▸ **EXERCISE DESCRIPTION**: Using the material that follows, say how many lines contain the string "below". Answer with a number only.

▸ **TASK MATERIAL**:

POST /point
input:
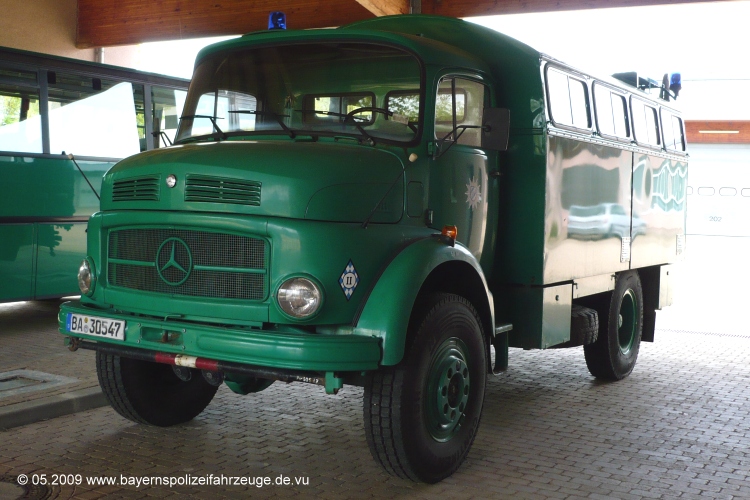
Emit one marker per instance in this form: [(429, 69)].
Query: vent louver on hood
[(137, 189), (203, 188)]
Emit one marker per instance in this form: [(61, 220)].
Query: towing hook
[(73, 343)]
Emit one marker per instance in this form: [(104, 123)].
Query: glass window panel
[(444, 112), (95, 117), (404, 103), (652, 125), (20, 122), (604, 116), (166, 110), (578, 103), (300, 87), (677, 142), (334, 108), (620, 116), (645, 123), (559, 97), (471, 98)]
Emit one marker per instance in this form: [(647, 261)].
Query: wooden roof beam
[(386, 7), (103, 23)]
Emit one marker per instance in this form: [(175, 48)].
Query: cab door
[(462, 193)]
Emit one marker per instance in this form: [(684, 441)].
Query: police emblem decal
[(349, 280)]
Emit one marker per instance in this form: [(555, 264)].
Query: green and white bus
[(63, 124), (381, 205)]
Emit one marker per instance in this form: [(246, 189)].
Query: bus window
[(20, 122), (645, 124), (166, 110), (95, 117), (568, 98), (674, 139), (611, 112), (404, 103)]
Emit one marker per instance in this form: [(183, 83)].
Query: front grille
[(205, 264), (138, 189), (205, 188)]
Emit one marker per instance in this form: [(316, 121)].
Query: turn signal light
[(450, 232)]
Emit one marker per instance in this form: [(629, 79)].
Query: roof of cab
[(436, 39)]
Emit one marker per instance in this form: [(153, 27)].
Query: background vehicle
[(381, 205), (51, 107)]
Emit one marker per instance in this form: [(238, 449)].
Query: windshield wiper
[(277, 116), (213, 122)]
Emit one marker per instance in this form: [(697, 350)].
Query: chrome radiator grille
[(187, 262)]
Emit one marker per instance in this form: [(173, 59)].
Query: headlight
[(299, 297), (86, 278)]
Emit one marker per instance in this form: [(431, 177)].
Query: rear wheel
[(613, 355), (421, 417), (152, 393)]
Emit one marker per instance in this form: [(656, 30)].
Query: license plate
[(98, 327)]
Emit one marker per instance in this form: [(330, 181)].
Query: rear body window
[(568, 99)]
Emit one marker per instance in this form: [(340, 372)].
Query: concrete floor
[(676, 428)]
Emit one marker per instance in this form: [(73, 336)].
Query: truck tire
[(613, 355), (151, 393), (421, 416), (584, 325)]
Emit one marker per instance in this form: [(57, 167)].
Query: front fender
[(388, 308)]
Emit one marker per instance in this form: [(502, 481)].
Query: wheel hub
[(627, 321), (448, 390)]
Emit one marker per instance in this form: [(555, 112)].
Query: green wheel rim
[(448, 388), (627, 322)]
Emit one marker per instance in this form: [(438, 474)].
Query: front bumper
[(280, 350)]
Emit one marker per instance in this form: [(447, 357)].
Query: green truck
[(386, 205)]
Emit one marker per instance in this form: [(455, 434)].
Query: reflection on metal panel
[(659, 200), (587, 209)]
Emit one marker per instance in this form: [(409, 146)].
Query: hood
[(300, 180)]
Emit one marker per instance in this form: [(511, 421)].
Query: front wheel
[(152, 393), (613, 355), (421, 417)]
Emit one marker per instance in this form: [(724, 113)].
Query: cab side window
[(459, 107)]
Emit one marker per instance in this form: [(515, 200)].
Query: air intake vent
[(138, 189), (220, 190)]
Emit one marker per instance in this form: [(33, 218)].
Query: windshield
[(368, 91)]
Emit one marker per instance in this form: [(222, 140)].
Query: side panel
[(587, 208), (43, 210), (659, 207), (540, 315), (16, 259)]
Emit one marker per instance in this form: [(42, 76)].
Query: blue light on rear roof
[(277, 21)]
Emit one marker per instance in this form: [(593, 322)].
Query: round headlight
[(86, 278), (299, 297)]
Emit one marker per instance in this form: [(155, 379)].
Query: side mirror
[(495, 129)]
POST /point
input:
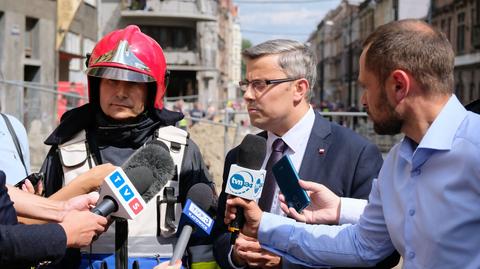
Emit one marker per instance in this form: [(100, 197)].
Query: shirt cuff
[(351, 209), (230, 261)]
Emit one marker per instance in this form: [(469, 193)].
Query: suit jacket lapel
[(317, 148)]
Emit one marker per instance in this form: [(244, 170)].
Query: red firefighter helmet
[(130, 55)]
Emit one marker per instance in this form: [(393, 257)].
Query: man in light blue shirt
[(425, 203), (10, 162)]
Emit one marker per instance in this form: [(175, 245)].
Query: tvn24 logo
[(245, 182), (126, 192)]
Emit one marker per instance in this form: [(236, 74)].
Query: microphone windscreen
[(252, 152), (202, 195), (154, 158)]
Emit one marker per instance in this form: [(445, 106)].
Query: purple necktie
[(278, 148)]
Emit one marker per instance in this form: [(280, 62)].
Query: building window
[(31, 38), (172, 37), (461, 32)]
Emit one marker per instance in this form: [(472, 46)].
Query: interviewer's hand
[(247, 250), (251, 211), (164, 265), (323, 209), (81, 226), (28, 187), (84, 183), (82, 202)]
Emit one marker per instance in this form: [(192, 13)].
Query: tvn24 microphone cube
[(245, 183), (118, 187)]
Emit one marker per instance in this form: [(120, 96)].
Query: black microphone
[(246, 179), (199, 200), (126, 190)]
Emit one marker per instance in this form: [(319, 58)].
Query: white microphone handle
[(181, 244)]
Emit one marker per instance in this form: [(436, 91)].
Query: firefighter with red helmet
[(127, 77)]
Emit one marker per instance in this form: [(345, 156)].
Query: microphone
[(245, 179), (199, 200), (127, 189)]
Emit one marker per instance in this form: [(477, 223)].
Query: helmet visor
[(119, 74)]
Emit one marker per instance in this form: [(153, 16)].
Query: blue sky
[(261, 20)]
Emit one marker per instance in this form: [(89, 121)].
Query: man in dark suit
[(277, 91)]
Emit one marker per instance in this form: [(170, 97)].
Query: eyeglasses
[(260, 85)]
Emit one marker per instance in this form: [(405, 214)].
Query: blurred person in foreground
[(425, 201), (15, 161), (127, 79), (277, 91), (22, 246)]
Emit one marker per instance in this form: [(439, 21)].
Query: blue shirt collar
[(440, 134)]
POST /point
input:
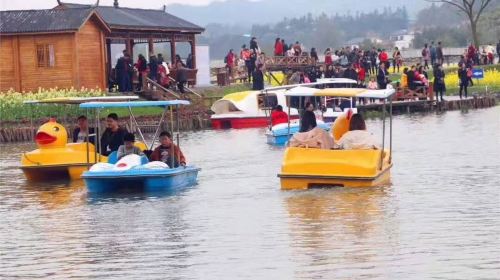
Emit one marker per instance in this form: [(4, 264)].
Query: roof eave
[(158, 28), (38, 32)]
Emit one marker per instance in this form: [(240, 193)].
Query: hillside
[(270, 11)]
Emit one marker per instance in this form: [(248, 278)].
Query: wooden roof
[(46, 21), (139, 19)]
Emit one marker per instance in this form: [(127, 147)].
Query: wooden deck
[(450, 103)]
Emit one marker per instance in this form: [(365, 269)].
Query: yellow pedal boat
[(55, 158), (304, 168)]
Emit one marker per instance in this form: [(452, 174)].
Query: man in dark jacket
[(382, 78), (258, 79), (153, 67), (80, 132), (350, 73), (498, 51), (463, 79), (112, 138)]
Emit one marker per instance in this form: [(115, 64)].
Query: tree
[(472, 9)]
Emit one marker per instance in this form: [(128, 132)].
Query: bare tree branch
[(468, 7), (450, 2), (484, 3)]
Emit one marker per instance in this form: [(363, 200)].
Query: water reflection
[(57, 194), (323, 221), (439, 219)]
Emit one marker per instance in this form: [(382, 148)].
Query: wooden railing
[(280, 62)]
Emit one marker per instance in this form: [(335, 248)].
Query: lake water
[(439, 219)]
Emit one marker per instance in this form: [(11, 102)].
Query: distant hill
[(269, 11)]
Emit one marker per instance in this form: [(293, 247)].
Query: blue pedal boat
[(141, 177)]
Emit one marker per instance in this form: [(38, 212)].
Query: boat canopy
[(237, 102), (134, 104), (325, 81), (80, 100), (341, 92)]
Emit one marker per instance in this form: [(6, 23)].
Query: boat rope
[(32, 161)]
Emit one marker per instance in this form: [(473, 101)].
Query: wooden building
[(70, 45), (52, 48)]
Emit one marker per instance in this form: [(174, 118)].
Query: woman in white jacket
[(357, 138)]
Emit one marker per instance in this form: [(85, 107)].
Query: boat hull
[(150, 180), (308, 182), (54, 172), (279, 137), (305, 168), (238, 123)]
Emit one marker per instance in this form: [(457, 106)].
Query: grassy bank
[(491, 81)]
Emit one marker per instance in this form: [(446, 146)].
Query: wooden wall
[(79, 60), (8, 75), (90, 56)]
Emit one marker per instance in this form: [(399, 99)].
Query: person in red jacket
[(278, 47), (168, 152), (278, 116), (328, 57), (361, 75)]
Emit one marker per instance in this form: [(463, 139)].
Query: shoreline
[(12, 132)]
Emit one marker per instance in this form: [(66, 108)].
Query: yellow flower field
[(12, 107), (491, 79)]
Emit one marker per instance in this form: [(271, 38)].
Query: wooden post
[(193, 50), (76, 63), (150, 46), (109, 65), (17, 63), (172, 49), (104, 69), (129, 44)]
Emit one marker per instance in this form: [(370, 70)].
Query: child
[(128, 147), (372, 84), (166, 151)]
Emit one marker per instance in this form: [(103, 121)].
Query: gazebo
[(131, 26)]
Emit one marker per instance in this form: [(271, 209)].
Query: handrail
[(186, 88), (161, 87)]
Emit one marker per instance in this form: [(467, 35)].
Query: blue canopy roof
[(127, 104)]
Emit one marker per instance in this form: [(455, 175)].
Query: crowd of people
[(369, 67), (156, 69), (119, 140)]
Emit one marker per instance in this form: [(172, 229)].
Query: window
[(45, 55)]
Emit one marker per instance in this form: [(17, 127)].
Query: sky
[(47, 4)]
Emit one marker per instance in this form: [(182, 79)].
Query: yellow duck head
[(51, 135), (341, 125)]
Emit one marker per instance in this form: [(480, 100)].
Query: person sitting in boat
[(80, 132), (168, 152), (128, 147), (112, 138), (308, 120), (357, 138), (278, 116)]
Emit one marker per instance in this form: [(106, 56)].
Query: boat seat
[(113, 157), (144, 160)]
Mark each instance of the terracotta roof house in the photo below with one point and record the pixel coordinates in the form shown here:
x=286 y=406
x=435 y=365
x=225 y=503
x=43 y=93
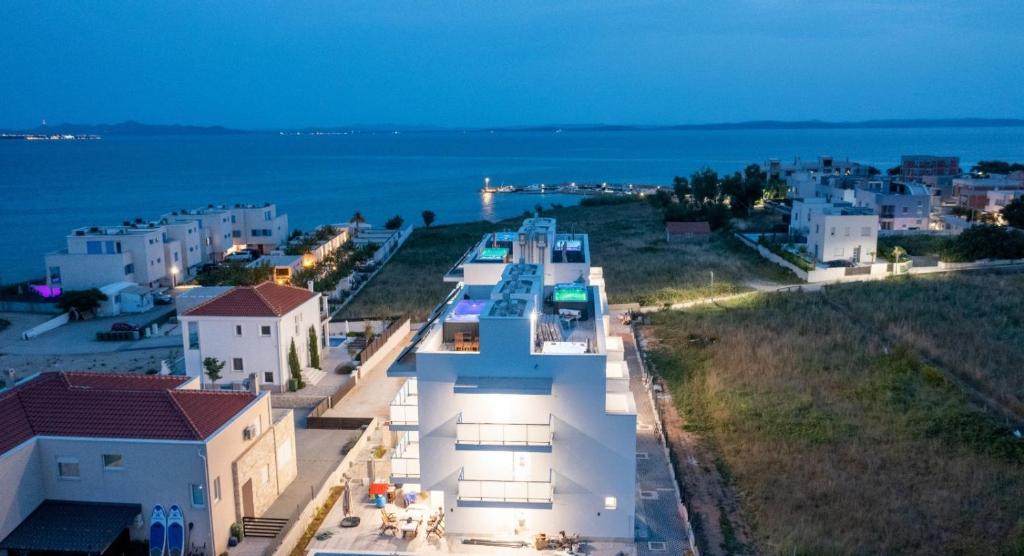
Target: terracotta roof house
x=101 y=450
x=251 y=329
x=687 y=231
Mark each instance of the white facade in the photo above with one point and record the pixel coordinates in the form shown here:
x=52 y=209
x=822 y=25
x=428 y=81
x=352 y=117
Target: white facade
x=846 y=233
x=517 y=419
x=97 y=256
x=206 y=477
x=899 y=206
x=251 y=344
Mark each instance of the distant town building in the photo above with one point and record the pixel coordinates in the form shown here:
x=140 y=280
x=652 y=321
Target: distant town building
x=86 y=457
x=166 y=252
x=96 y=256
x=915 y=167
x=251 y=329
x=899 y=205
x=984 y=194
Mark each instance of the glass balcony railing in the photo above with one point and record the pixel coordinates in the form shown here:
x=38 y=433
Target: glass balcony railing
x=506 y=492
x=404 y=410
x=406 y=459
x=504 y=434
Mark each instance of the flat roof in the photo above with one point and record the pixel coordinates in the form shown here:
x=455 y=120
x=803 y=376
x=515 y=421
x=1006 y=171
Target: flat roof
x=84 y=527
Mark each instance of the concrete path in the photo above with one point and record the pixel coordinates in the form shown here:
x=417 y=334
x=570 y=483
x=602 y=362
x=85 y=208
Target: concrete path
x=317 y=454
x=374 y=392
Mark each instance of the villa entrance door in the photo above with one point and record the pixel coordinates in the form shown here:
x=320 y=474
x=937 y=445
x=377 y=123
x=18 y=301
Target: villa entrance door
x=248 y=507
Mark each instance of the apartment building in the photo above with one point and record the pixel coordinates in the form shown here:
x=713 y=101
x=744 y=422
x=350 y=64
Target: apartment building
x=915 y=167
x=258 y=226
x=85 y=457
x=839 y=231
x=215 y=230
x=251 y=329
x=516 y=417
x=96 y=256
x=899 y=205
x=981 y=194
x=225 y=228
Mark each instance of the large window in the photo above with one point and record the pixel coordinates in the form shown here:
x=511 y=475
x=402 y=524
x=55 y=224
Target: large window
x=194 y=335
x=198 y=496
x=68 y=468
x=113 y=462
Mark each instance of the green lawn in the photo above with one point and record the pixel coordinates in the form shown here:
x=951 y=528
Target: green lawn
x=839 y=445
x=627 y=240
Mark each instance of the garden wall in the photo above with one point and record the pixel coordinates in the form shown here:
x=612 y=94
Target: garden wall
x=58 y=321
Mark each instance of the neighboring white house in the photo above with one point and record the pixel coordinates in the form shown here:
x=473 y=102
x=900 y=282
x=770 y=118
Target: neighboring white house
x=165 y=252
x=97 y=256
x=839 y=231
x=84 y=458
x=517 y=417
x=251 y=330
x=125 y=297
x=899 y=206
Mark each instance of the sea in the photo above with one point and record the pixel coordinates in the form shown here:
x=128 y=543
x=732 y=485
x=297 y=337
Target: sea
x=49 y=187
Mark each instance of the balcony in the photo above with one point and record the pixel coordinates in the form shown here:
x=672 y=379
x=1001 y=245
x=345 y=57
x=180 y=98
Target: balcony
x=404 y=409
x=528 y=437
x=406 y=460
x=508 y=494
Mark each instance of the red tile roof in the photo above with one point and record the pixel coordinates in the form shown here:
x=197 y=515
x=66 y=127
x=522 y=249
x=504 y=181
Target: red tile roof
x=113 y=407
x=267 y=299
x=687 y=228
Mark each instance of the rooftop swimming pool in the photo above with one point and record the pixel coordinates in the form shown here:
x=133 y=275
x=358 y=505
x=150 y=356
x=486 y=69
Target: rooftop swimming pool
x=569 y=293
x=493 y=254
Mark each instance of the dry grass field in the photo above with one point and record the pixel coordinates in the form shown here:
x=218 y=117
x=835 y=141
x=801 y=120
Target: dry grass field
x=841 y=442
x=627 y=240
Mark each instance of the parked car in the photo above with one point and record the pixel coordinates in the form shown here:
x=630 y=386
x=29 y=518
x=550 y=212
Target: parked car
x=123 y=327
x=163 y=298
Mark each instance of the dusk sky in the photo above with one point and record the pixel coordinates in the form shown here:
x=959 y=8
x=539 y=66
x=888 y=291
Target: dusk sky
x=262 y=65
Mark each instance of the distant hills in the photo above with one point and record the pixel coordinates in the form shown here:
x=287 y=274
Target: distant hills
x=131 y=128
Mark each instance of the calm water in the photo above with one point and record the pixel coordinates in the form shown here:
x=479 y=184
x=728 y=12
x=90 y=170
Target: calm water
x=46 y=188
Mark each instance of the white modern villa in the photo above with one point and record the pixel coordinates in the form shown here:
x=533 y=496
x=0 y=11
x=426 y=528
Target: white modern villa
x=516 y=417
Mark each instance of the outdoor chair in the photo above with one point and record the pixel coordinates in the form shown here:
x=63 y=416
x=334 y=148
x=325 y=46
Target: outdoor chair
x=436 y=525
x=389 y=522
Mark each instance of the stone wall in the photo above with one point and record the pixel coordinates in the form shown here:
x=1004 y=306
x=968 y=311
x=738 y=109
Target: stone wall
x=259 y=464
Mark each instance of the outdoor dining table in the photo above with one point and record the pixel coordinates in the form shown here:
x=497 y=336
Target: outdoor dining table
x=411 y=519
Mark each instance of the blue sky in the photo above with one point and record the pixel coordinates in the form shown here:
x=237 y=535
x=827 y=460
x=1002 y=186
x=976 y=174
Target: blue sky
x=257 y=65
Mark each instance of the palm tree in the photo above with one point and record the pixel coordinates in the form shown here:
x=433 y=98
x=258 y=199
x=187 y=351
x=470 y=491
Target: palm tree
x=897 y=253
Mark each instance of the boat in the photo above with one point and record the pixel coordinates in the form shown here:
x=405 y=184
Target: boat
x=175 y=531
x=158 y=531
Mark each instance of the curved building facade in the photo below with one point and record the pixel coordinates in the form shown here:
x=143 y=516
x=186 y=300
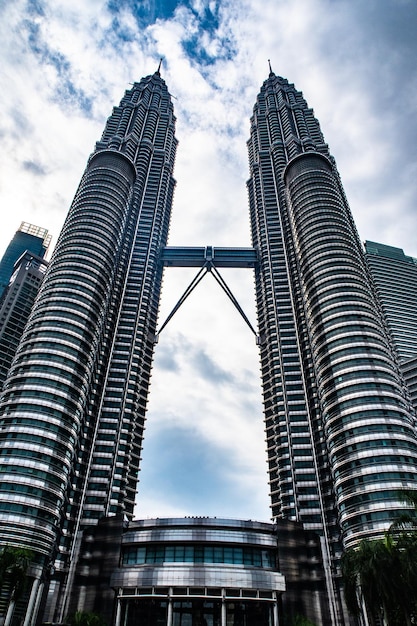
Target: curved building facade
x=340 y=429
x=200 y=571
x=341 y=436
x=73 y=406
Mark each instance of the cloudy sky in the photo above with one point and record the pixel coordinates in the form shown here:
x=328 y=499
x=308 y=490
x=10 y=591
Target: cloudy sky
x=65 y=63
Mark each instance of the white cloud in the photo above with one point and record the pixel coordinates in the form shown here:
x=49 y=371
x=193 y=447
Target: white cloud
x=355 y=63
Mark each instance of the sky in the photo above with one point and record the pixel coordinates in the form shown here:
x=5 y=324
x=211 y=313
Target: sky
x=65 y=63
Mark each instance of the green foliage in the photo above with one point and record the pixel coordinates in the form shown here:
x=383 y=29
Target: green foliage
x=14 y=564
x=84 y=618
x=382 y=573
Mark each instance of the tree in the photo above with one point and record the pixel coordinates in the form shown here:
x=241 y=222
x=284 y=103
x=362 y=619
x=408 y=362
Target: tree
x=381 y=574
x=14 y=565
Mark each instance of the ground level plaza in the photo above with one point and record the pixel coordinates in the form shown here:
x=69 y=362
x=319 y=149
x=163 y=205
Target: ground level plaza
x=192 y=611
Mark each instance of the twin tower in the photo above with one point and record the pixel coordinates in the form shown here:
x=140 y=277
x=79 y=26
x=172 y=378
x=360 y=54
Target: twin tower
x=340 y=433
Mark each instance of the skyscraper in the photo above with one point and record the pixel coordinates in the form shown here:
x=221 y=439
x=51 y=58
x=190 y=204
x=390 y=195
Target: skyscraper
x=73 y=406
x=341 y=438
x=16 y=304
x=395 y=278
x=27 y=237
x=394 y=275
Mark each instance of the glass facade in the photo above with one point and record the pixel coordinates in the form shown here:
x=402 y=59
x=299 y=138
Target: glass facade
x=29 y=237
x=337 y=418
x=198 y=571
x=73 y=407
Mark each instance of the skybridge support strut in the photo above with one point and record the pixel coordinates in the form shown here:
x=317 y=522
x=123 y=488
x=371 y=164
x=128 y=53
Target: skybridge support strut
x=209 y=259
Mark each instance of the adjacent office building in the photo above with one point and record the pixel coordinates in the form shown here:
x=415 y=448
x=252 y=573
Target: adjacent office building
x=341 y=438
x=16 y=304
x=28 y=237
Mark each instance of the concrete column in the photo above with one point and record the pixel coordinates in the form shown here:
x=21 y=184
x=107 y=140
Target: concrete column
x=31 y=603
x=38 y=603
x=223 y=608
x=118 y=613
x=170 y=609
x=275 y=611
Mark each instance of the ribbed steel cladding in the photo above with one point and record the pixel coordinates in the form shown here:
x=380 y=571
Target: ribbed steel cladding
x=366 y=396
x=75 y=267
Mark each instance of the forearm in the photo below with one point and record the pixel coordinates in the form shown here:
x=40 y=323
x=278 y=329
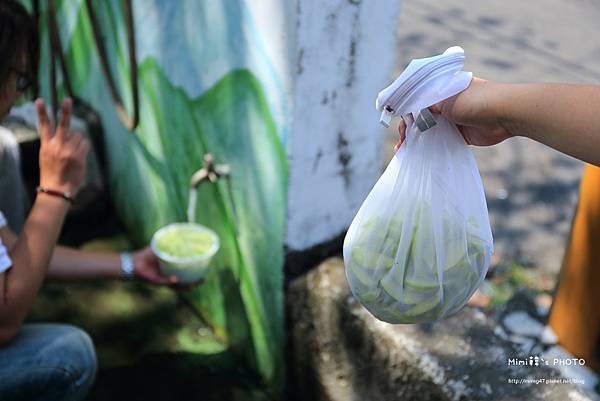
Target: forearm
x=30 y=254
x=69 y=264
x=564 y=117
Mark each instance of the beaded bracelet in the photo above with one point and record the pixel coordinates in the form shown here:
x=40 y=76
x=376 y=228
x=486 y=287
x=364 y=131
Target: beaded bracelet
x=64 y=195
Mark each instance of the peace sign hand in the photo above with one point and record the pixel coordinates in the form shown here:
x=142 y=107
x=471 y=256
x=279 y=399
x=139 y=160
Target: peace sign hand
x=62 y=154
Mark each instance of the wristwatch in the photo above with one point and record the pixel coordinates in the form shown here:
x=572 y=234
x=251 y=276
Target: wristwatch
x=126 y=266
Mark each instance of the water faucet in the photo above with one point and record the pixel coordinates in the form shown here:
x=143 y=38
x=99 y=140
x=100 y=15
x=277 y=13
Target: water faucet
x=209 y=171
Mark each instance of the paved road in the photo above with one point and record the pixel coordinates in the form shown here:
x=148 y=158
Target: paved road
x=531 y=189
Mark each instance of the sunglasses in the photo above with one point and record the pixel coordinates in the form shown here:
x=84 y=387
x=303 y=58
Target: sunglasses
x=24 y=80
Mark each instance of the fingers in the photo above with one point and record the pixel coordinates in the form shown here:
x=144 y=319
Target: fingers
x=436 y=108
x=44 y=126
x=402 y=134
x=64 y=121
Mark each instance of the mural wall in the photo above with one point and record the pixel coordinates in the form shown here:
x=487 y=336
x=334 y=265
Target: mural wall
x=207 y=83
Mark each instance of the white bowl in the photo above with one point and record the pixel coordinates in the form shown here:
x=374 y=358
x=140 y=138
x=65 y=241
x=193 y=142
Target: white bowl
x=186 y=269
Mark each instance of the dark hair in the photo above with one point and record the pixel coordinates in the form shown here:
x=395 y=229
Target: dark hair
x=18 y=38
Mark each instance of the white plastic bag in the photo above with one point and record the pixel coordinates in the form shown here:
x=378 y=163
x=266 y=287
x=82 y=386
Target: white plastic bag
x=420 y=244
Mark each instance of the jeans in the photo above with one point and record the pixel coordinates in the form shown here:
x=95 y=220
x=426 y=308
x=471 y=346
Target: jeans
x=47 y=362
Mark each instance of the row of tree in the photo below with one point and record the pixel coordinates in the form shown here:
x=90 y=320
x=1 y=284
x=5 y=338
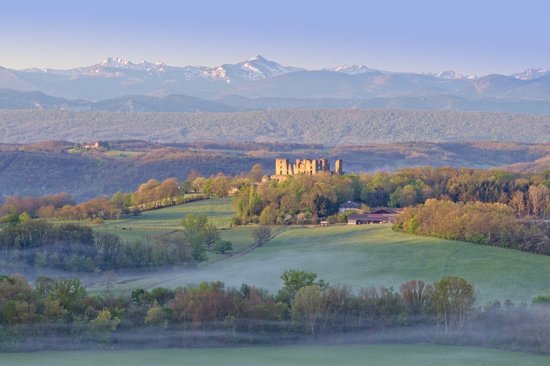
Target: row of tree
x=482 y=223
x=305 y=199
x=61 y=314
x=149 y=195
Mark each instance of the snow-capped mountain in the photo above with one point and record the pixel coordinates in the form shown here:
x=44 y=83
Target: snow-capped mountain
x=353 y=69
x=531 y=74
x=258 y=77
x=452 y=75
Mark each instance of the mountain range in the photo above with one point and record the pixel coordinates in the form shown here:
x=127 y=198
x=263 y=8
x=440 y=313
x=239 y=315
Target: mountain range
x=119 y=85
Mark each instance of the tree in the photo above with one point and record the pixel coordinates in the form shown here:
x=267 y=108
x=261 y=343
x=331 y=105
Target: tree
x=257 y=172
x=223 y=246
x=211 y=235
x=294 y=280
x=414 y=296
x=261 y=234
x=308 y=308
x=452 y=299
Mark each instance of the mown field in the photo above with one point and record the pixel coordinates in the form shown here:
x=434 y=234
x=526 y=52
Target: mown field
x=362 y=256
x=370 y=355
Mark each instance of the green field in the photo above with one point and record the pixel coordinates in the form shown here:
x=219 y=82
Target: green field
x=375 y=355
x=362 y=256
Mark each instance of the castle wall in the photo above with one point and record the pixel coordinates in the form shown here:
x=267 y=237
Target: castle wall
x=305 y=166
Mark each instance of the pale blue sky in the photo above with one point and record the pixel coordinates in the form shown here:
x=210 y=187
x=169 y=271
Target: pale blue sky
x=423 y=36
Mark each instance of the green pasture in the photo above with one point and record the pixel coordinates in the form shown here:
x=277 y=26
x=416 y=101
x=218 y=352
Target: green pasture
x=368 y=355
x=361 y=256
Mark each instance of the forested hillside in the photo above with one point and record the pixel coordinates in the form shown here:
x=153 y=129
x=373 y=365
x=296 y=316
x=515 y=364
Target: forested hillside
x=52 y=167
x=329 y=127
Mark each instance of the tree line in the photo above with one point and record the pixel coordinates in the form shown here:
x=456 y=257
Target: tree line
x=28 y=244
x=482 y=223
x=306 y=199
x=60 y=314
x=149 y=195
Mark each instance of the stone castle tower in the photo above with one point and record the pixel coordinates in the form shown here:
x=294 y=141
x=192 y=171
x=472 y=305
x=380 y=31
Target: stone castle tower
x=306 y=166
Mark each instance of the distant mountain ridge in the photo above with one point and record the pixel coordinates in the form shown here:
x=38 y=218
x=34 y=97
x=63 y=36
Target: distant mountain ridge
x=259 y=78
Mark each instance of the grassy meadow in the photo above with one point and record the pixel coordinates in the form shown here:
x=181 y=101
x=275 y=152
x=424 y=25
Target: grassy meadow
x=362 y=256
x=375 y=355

▸ **ANSWER SPACE**: 4